_Task objective_
Your task is to repeat the lines below exactly, excluding any pictures they contain.

BEGIN

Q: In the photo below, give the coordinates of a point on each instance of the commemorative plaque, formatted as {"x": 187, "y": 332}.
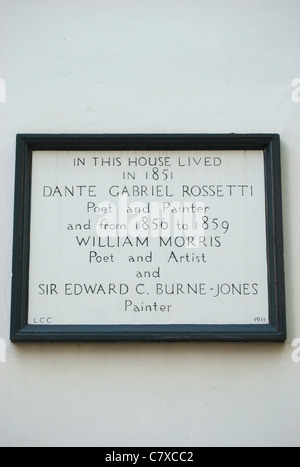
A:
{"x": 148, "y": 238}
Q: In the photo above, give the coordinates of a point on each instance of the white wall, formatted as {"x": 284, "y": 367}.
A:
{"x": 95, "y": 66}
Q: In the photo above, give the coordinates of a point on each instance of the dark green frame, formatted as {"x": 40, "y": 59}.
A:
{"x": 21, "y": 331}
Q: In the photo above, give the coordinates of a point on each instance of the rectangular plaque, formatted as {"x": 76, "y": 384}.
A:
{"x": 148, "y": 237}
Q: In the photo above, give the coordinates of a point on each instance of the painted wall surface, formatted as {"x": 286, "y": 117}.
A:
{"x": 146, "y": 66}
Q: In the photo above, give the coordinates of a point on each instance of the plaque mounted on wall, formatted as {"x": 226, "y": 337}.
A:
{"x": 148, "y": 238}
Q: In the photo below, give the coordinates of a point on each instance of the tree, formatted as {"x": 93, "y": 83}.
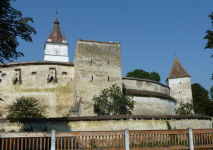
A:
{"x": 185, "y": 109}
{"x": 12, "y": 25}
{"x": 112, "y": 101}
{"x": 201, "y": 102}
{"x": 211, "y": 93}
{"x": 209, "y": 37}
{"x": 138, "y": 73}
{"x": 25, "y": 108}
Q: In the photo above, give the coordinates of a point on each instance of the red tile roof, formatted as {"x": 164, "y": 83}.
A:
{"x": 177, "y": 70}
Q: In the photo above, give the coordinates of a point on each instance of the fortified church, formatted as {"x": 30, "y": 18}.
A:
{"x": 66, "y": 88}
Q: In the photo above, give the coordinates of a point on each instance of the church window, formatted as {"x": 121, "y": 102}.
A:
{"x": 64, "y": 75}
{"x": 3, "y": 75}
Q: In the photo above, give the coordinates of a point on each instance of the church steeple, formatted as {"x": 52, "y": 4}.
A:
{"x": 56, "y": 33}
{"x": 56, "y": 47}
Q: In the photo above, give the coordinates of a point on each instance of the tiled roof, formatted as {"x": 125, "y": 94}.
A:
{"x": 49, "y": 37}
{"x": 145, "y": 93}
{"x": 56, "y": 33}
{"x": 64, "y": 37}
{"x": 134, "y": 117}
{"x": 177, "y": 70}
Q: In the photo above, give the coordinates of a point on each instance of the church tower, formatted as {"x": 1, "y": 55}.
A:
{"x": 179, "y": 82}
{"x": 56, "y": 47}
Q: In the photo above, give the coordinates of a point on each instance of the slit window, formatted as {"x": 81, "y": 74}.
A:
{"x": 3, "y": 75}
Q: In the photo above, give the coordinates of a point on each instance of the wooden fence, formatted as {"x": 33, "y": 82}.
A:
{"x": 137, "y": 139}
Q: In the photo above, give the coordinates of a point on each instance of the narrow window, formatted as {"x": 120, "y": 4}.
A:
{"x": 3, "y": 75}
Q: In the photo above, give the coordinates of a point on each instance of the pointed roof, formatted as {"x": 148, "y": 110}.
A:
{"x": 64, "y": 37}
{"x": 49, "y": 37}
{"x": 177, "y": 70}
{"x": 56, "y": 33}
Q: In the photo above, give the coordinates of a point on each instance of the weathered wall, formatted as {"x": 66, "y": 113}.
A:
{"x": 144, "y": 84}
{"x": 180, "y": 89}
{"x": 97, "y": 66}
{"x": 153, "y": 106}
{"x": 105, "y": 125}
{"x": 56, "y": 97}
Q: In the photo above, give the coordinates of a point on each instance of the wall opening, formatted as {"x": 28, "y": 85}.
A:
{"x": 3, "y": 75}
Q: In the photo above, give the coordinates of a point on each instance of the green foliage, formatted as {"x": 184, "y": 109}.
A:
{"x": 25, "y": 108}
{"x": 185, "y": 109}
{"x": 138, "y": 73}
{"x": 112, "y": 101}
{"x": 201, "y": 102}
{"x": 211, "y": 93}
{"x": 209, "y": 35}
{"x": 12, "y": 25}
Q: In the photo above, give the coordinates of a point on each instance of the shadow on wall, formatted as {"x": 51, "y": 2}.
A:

END

_Written solution_
Q: In the photo below, give the coordinates of a point on each instance of the commemorative plaque, formatted as {"x": 187, "y": 332}.
A:
{"x": 148, "y": 238}
Q: In the photo above, give the coordinates of a point on each instance of the white wall, formatted as {"x": 284, "y": 367}.
A:
{"x": 95, "y": 66}
Q: In the photo above, give the coordinates of a point on each instance of the dark green frame, formatted as {"x": 40, "y": 59}.
A:
{"x": 21, "y": 331}
Q: In the photo above, give the coordinates of a point on each instance of the rectangular plaque, formatted as {"x": 76, "y": 384}.
A:
{"x": 148, "y": 237}
Q: In the photo above, give the coordinates of a point on each instance of the painted wall surface, formatted as {"x": 286, "y": 117}.
A:
{"x": 146, "y": 66}
Q: In the photo above, give the coordinates of a point on each instance of the plaque mounted on wall, formatted as {"x": 226, "y": 337}.
A:
{"x": 148, "y": 238}
Q: In the photo below, give the coordinates of a point on each instance of the tree, formatted as {"x": 93, "y": 83}.
A:
{"x": 185, "y": 109}
{"x": 12, "y": 25}
{"x": 112, "y": 101}
{"x": 201, "y": 102}
{"x": 211, "y": 93}
{"x": 209, "y": 37}
{"x": 138, "y": 73}
{"x": 25, "y": 108}
Q: In the photo above, give the coordinates of a point on each instance of the red tile roof, formatted as {"x": 164, "y": 83}.
A:
{"x": 177, "y": 70}
Q: In the photo above, give the coordinates of a point on each instance of the fortified church, formatted as {"x": 30, "y": 18}.
A:
{"x": 66, "y": 88}
Q: In the photo above, give the coordinates of a point on each instance of the church window, formatted as {"x": 121, "y": 102}.
A:
{"x": 64, "y": 75}
{"x": 3, "y": 75}
Q: In the photo above, give the coordinates of a point on each instance of the church steeple, formatted as {"x": 52, "y": 4}.
A:
{"x": 56, "y": 33}
{"x": 56, "y": 47}
Q: In the photo above, give the coordinates of a point on each instance of the tiled roof, formatted as {"x": 125, "y": 94}.
A:
{"x": 49, "y": 37}
{"x": 145, "y": 93}
{"x": 56, "y": 33}
{"x": 64, "y": 37}
{"x": 134, "y": 117}
{"x": 177, "y": 70}
Q: In the photo above, give the coordinates of a point on each instance of the church tower, formatted as {"x": 1, "y": 55}.
A:
{"x": 179, "y": 82}
{"x": 56, "y": 47}
Q: In the photo above, give the coordinates of a point on each instance of the slit window, formatted as {"x": 81, "y": 74}.
A:
{"x": 3, "y": 75}
Q: In the photo above, give the coordinates of a point on each instance of the wooden fence, formatted as {"x": 33, "y": 82}.
A:
{"x": 137, "y": 139}
Q: In the photo above, give the coordinates of a point on each instance of the narrow window, formatted as {"x": 120, "y": 4}.
A:
{"x": 3, "y": 75}
Q: In the photo above, give the coordinates of a point on each instance of the pointed roof, formatted as {"x": 148, "y": 110}.
A:
{"x": 64, "y": 37}
{"x": 49, "y": 37}
{"x": 177, "y": 70}
{"x": 56, "y": 33}
Q: In the photo above, give the coordinates of a point on each instance of the weathered wall, formatted as {"x": 66, "y": 113}.
A:
{"x": 144, "y": 84}
{"x": 180, "y": 89}
{"x": 97, "y": 66}
{"x": 153, "y": 106}
{"x": 105, "y": 125}
{"x": 56, "y": 97}
Q: In the photo above, give the coordinates of a point on each instance of the wall opening, formatted as {"x": 28, "y": 85}.
A:
{"x": 3, "y": 75}
Q: In the photo above, give the coordinates of a point on each instance of the green foliage, formatted as {"x": 184, "y": 109}.
A:
{"x": 25, "y": 108}
{"x": 185, "y": 109}
{"x": 138, "y": 73}
{"x": 112, "y": 101}
{"x": 201, "y": 102}
{"x": 211, "y": 93}
{"x": 209, "y": 35}
{"x": 12, "y": 25}
Q: In the photo above, give the coordinates of a point on each instance of the shadow on wall, formatted as {"x": 51, "y": 2}.
A:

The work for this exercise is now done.